* What the exercise asks
In the data below, find every line that has the string "like", and copy it.

* Records for processing
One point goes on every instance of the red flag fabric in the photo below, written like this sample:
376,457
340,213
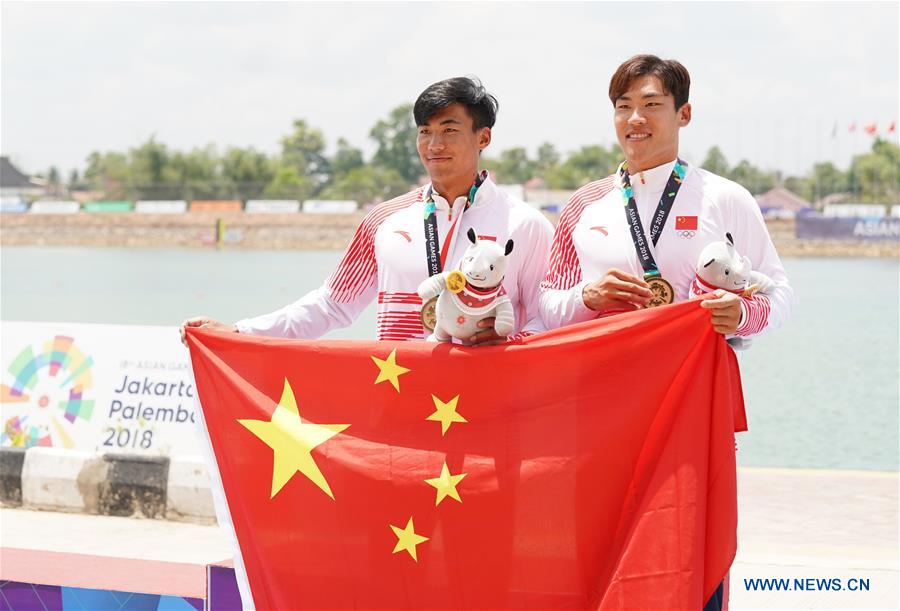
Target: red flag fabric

* * *

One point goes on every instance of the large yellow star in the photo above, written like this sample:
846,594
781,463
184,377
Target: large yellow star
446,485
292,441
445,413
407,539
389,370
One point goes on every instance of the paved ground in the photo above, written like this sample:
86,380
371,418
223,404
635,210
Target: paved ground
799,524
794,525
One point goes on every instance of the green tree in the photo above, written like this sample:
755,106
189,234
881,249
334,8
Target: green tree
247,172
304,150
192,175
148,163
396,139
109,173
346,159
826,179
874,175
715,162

* Task solution
One point goes on every instance of the red flag fabric in the photo below, written like this sample:
One point goes on every instance of the large yellow star in the photo above, written like this sample:
One point goes on every instance of the paved ground in the photo above, written like this sample:
One point goes on every instance of the green tree in the photo above, written like this sample:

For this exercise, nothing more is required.